**Pointing entries for named objects:**
━━━━━━━━━━━━━━━━━━━━━━━━━━━━━━

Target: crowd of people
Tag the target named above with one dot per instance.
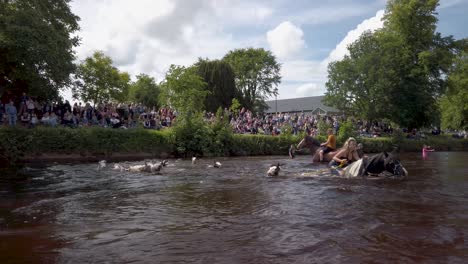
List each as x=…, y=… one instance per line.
x=30, y=112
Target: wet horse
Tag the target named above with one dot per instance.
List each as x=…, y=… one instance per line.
x=380, y=166
x=314, y=146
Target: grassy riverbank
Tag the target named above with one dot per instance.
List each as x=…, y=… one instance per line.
x=90, y=144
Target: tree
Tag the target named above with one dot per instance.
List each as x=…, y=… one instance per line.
x=37, y=38
x=397, y=72
x=361, y=84
x=183, y=89
x=257, y=74
x=98, y=81
x=454, y=106
x=145, y=91
x=220, y=79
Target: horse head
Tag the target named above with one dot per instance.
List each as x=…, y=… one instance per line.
x=393, y=165
x=312, y=143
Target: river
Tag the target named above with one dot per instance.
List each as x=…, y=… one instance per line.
x=235, y=214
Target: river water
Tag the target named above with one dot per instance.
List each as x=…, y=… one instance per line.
x=235, y=214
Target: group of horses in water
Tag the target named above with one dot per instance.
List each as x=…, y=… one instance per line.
x=384, y=165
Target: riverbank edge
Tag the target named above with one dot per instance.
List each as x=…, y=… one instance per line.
x=63, y=145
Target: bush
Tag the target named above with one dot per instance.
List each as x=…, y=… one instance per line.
x=346, y=131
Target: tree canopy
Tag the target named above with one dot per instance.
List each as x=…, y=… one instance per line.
x=454, y=104
x=397, y=72
x=99, y=81
x=37, y=38
x=257, y=74
x=220, y=83
x=145, y=91
x=183, y=89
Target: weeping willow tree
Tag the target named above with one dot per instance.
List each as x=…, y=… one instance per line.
x=219, y=77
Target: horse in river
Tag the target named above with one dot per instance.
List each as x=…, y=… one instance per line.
x=314, y=146
x=380, y=166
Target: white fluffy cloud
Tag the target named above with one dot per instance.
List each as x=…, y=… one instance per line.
x=146, y=36
x=311, y=76
x=286, y=40
x=341, y=49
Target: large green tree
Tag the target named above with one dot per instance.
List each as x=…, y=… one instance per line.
x=220, y=79
x=397, y=72
x=257, y=74
x=183, y=89
x=37, y=38
x=454, y=104
x=97, y=80
x=145, y=91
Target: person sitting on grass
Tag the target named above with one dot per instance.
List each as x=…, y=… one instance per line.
x=347, y=154
x=328, y=146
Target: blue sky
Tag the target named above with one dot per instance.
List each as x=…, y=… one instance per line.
x=146, y=36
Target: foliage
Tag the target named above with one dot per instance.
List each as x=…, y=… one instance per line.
x=36, y=46
x=235, y=107
x=219, y=77
x=99, y=81
x=13, y=146
x=346, y=131
x=252, y=145
x=145, y=91
x=222, y=134
x=184, y=90
x=454, y=104
x=397, y=72
x=322, y=128
x=84, y=141
x=257, y=74
x=192, y=136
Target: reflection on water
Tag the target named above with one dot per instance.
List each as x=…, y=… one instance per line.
x=235, y=214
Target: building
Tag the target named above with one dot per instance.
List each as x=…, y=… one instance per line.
x=308, y=105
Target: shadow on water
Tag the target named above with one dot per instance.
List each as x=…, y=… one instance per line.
x=235, y=214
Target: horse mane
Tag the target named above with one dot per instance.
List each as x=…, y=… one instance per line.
x=312, y=141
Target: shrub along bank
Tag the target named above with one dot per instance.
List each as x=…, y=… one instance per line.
x=86, y=144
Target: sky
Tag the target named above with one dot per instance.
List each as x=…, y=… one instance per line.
x=147, y=36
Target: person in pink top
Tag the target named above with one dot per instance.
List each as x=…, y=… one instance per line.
x=426, y=149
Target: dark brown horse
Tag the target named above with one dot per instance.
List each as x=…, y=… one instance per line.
x=314, y=146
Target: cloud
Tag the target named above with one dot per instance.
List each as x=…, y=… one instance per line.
x=146, y=36
x=341, y=49
x=286, y=40
x=307, y=77
x=449, y=3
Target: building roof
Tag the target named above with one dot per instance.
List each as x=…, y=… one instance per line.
x=306, y=104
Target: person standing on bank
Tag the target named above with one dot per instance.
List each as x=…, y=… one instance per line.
x=328, y=146
x=12, y=113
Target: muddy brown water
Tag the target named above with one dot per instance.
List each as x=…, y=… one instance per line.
x=235, y=214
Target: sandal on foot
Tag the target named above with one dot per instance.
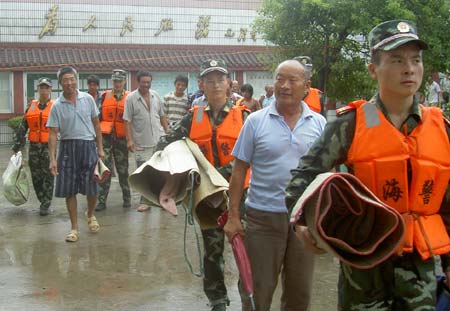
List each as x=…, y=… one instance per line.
x=92, y=224
x=143, y=208
x=72, y=236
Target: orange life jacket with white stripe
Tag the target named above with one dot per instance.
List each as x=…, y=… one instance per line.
x=407, y=172
x=112, y=114
x=36, y=120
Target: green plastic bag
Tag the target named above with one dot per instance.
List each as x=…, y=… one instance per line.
x=15, y=182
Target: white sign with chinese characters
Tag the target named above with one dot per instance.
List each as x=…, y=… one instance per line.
x=110, y=24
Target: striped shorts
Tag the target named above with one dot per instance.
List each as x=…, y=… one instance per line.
x=76, y=164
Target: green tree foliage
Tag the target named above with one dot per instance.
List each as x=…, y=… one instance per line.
x=333, y=33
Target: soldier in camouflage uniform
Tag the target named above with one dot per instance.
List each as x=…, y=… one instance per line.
x=38, y=157
x=406, y=281
x=214, y=76
x=114, y=138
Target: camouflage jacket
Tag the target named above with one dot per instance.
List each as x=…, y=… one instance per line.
x=21, y=132
x=331, y=150
x=183, y=128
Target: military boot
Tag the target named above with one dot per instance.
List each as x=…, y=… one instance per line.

━━━━━━━━━━━━━━━━━━━━━━━━━━━━━━

**EXERCISE DESCRIPTION:**
Render every line of the listing above as a numbered list, skipping any blank lines. Leave the pictures out.

**RESPONSE TO THE TASK:**
1. Target: crowd of people
2. Tag the target named above with one dot per instance.
3. List each as x=…, y=… one instance per line.
4. x=30, y=112
5. Target: wet horse
6. Tag the target named above with one dot per instance.
7. List each as x=…, y=… one instance per line.
8. x=380, y=166
9. x=314, y=146
10. Target: grassy riverbank
11. Tag the target named above with one dot per instance.
12. List each as x=…, y=… one instance per line.
13. x=90, y=144
14. Target: tree
15. Tag the target named above with one dot per instance.
16. List each as x=…, y=… one instance per line.
17. x=37, y=38
18. x=397, y=72
19. x=361, y=84
20. x=183, y=89
21. x=257, y=74
22. x=98, y=81
23. x=454, y=106
24. x=145, y=91
25. x=220, y=79
26. Target: horse head
27. Tag the target named above with one dot per instance.
28. List each as x=…, y=… one instance per line.
29. x=393, y=165
30. x=312, y=143
31. Target: river
32. Tag the target named above with one dot per instance.
33. List each as x=…, y=… one instance per line.
34. x=235, y=214
35. Target: river water
36. Tag the target named above with one dot per instance.
37. List each as x=…, y=… one instance per line.
38. x=235, y=214
39. Target: group of horses in water
40. Tag the target named above with one dot per instance.
41. List each as x=…, y=… one instance per line.
42. x=384, y=165
43. Target: riverbank edge
44. Tag the target named above with one dot per instance.
45. List each as x=…, y=… one instance per line.
46. x=63, y=145
47. Target: bush
48. Tag the target named above with one dot per instance.
49. List each as x=…, y=… one instance per line.
50. x=346, y=131
51. Target: tree canopy
52. Tag the target named above with one dot per instance.
53. List each as x=…, y=… one instance per line.
54. x=454, y=104
55. x=397, y=72
56. x=99, y=81
57. x=37, y=38
58. x=257, y=74
59. x=220, y=83
60. x=145, y=91
61. x=183, y=89
62. Target: weeping willow tree
63. Tag the target named above with one dot per instance.
64. List each as x=…, y=… one instance per line.
65. x=219, y=77
66. Target: horse in river
67. Tag the target named above with one dot per instance.
68. List each as x=…, y=… one instance per line.
69. x=314, y=146
70. x=380, y=166
71. Target: white fluffy cloud
72. Tag the target named above with one dot per instance.
73. List each as x=…, y=… one instance per line.
74. x=146, y=36
75. x=311, y=76
76. x=286, y=40
77. x=341, y=49
78. Target: large green tree
79. Tag the target named above with one dot per instance.
80. List each as x=…, y=… one instance per line.
81. x=220, y=79
82. x=397, y=72
83. x=257, y=74
84. x=183, y=89
85. x=37, y=38
86. x=454, y=104
87. x=97, y=80
88. x=145, y=91
89. Target: person sitting on grass
90. Tag the target named above with one dot per instance.
91. List each as x=…, y=… one instance per line.
92. x=347, y=154
93. x=328, y=146
94. Target: blue sky
95. Tag the target named above with one dot per instance.
96. List each as x=…, y=… one instance per line.
97. x=146, y=36
98. Target: foliage
99. Tag the target named above with one dot per instance.
100. List each as x=…, y=… one instance per line.
101. x=36, y=46
102. x=235, y=107
103. x=219, y=77
104. x=99, y=81
105. x=13, y=146
106. x=346, y=131
107. x=252, y=145
108. x=145, y=91
109. x=222, y=134
110. x=184, y=90
111. x=454, y=104
112. x=397, y=72
113. x=322, y=128
114. x=84, y=141
115. x=257, y=74
116. x=192, y=136
117. Target: reflection on water
118. Tag the target named above with one dot per instance.
119. List each as x=…, y=… one instance per line.
120. x=235, y=214
121. Target: building
122. Tag the target named above with one dot per instance.
123. List each as x=…, y=… one instance per line.
124. x=308, y=105
125. Target: shadow on water
126. Tag the target named above with one dot per instance.
127. List each as x=…, y=… one instance per line.
128. x=235, y=214
129. Target: horse mane
130. Tag the target named above with one dot per instance.
131. List each as x=…, y=… one instance per line.
132. x=312, y=141
133. Target: shrub along bank
134. Tag the target named above with one dot per instance.
135. List each as x=…, y=… one instance per line.
136. x=86, y=144
137. Target: sky
138. Tag the target named above with one dot per instance.
139. List each as x=…, y=… one instance per line.
140. x=147, y=36
141. Target: person in pink top
142. Tag the target named above with one dot per instance.
143. List each as x=…, y=… one instance per line.
144. x=426, y=149
145. Target: dark brown horse
146. Tag the target named above with one dot per instance.
147. List each as x=…, y=… one instance per line.
148. x=314, y=146
149. Target: cloud
150. Tag the target named above with one dot per instance.
151. List each as x=…, y=… one instance per line.
152. x=146, y=36
153. x=341, y=49
154. x=286, y=40
155. x=307, y=77
156. x=449, y=3
157. Target: building roof
158. Tag the target named above with one dot per instance.
159. List each as x=…, y=… one instance per line.
160. x=306, y=104
161. Target: person standing on bank
162. Tag the target named above with one dot per instance.
163. List each as x=…, y=… one instance per line.
164. x=328, y=146
165. x=12, y=113
166. Target: muddy brown water
167. Tag the target named above with one dot per instance.
168. List each as x=…, y=… one instance per line.
169. x=235, y=214
170. Target: sandal on foot
171. Tag the target named above with one dot per instance.
172. List each as x=…, y=… one instance per line.
173. x=92, y=224
174. x=143, y=208
175. x=72, y=236
176. Target: orange life jacket with white stripe
177. Tag the target named above with one dot per instance.
178. List each as x=…, y=… one instance per line.
179. x=407, y=172
180. x=112, y=114
181. x=36, y=120
182. Target: green plastic bag
183. Tag the target named above with one dot per instance.
184. List each as x=…, y=… one instance per line.
185. x=15, y=182
186. Target: white sign with chinese characters
187. Tag the target named above with one dot per instance.
188. List each as x=…, y=… one instance per line.
189. x=110, y=24
190. Target: striped shorts
191. Tag the target named above with one dot per instance.
192. List each as x=…, y=… one instance per line.
193. x=76, y=164
194. Target: green tree foliage
195. Tag the target named above with one dot per instance.
196. List each as x=…, y=… one instance per line.
197. x=333, y=33
198. Target: soldier in camouflage uniform
199. Tag the target named above with one dot per instance.
200. List each as x=…, y=… one instance per line.
201. x=38, y=157
202. x=406, y=281
203. x=214, y=76
204. x=114, y=138
205. Target: camouflage jacket
206. Tag the target named above with one dot per instance.
207. List each as x=…, y=… one instance per line.
208. x=21, y=132
209. x=331, y=150
210. x=183, y=128
211. Target: military boot
212. Tag the target named above with one dot per instance.
213. List each as x=…, y=… one instance per line.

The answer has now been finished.